Prompt — Can you reproduce word for word the lines of the listing below, from the line with "Record the location of each instance of the white yard" up to and including the last line of the listing?

Working data —
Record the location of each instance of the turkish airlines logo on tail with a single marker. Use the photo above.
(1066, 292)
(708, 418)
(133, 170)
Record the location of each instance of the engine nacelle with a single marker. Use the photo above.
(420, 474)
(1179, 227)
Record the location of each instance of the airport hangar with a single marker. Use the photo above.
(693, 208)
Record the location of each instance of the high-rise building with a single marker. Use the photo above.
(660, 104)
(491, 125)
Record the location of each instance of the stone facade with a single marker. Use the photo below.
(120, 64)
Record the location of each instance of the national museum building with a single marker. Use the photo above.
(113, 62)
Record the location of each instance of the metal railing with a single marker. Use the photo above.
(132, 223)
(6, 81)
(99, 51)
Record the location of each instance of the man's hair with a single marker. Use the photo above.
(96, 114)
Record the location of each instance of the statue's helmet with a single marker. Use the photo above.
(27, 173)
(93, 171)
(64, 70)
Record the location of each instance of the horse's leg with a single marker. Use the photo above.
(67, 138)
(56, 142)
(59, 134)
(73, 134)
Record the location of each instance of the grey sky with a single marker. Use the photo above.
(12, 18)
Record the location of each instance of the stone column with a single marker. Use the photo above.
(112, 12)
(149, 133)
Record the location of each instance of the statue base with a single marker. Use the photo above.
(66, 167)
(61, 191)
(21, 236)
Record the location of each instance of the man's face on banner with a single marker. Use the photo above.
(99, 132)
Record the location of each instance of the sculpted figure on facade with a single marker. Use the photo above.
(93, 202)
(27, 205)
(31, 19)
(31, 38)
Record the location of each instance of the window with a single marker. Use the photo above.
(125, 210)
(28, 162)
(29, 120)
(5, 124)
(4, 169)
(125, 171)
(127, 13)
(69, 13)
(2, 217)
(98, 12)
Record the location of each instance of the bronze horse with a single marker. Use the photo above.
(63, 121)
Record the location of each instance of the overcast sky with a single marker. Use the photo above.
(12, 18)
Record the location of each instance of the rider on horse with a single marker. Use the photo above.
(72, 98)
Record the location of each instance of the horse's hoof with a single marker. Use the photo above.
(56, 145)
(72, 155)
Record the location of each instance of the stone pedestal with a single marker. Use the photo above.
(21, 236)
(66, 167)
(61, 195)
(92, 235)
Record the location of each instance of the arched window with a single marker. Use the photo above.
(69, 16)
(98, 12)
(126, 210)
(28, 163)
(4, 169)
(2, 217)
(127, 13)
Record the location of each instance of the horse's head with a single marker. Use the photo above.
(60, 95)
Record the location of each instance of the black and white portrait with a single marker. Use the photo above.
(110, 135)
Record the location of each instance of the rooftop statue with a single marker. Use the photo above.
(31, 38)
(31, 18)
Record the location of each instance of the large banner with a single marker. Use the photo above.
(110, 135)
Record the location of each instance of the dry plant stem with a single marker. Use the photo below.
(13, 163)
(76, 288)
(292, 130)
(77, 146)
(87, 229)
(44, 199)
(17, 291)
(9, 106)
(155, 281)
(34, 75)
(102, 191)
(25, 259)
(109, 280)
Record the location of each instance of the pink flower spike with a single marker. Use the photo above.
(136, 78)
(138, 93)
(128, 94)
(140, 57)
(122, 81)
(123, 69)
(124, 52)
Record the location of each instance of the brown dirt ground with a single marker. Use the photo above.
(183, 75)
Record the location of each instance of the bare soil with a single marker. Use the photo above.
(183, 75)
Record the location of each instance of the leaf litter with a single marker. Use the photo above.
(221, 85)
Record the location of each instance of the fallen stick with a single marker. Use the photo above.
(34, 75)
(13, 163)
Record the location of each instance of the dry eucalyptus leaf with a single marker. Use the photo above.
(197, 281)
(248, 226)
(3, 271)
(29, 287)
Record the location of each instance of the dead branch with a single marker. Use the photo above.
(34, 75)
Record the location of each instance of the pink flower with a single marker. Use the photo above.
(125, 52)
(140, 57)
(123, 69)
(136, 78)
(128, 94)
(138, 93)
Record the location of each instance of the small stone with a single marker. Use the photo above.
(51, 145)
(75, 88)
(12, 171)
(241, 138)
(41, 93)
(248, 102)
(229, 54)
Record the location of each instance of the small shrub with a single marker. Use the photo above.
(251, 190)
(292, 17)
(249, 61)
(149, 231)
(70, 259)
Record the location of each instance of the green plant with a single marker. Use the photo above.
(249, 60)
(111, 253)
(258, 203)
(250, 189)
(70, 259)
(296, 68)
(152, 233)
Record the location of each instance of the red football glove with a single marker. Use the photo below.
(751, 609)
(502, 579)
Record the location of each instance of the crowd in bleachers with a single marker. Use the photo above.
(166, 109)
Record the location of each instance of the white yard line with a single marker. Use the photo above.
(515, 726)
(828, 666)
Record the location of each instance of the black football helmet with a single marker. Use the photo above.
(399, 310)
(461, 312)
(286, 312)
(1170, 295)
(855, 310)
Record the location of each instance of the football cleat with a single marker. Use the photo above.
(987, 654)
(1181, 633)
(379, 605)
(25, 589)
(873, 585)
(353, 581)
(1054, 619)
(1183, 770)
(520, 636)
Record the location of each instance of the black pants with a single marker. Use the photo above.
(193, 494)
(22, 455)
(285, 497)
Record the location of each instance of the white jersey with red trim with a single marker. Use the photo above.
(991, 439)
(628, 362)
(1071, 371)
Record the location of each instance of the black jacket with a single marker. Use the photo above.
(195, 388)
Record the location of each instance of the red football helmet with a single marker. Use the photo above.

Written reply —
Record the location of each instance of the white yard line with a single marker. Use the photo above.
(515, 726)
(828, 666)
Record the location of each instance of the black football helmet with a single marker. Use the photo above.
(399, 310)
(461, 312)
(286, 312)
(1170, 295)
(855, 310)
Record the location of each instance of the football cleat with a single marker. Use the photo above.
(987, 654)
(1181, 633)
(379, 605)
(25, 589)
(873, 585)
(353, 581)
(1054, 619)
(1183, 770)
(520, 636)
Record the location of each instance of the black pants with a single marker. Use the photo above.
(193, 494)
(22, 455)
(285, 497)
Record the location of each instance of the white jersey with red trim with a single marker. Use the photo above.
(991, 439)
(628, 362)
(1071, 371)
Record the location of each instance of the black jacket with a single marker. Use the photo above.
(195, 388)
Record the location of each instance of the red football helmet with a single marker. Use the photo above.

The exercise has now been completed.